----- Source records

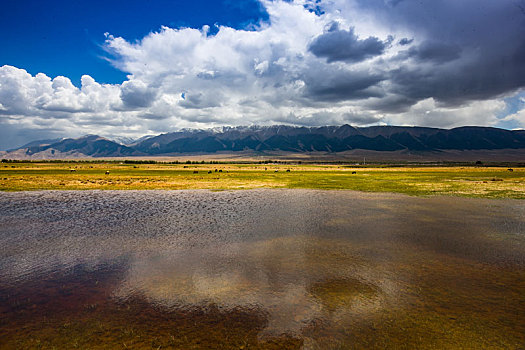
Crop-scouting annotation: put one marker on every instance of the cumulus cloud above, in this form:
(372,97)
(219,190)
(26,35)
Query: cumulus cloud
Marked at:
(309,63)
(344,45)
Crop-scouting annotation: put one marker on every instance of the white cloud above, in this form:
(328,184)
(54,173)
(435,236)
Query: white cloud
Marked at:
(268,74)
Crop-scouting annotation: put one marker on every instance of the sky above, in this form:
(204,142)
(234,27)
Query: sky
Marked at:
(133,68)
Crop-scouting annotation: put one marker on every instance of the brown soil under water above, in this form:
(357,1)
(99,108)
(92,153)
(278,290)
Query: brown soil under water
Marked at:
(270,269)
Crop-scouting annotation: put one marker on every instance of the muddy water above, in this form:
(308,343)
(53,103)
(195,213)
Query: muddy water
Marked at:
(260,269)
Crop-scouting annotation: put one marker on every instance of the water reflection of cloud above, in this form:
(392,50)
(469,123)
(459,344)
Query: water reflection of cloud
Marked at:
(274,275)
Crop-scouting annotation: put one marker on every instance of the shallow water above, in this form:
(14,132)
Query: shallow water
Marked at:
(260,269)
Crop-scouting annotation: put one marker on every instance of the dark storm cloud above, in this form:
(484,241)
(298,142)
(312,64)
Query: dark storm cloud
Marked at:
(405,41)
(438,52)
(341,85)
(464,50)
(342,45)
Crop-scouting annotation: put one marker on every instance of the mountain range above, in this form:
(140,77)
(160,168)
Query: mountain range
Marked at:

----------

§ Work instructions: The lines to reproduce run from the one that contains "of the white" through the last line above; copy them exactly.

§ Result:
Crop-scouting annotation: put one marker on every instance of the white cloud above, in this form:
(328,184)
(54,173)
(435,236)
Query: white cloud
Marked at:
(268,74)
Crop-scouting annotation: put one marker on every instance of the sky above, in this form:
(204,142)
(234,27)
Query: sky
Marked at:
(133,68)
Crop-scouting annotation: put one marker on every instance of the brown soil under water above, in this form:
(357,1)
(99,108)
(92,153)
(278,290)
Query: brown soil under water
Marked at:
(270,269)
Crop-scouting annotation: put one marker on every instance of the muddy water above, in this form:
(308,343)
(53,103)
(195,213)
Query: muddy water
Marked at:
(260,269)
Crop-scouting annotation: put one marker on every instance of the water reflection of cloud above, in this form:
(392,50)
(469,123)
(459,344)
Query: water reflection of cloud
Marked at:
(274,275)
Crop-scouting annotation: put one marker on every instance of the shallow water above, in this form:
(14,132)
Query: shallow water
Marked at:
(260,269)
Crop-scouting annotation: put one marker on every instance of the dark storm cloud above, in this form:
(484,241)
(298,142)
(312,64)
Query: dark storm cloud
Marked at:
(405,41)
(438,52)
(341,85)
(464,50)
(342,45)
Crop-scouting annotation: put one marker on every instance of the mountain range above, in this form:
(140,77)
(160,168)
Query: mountain range
Marked at:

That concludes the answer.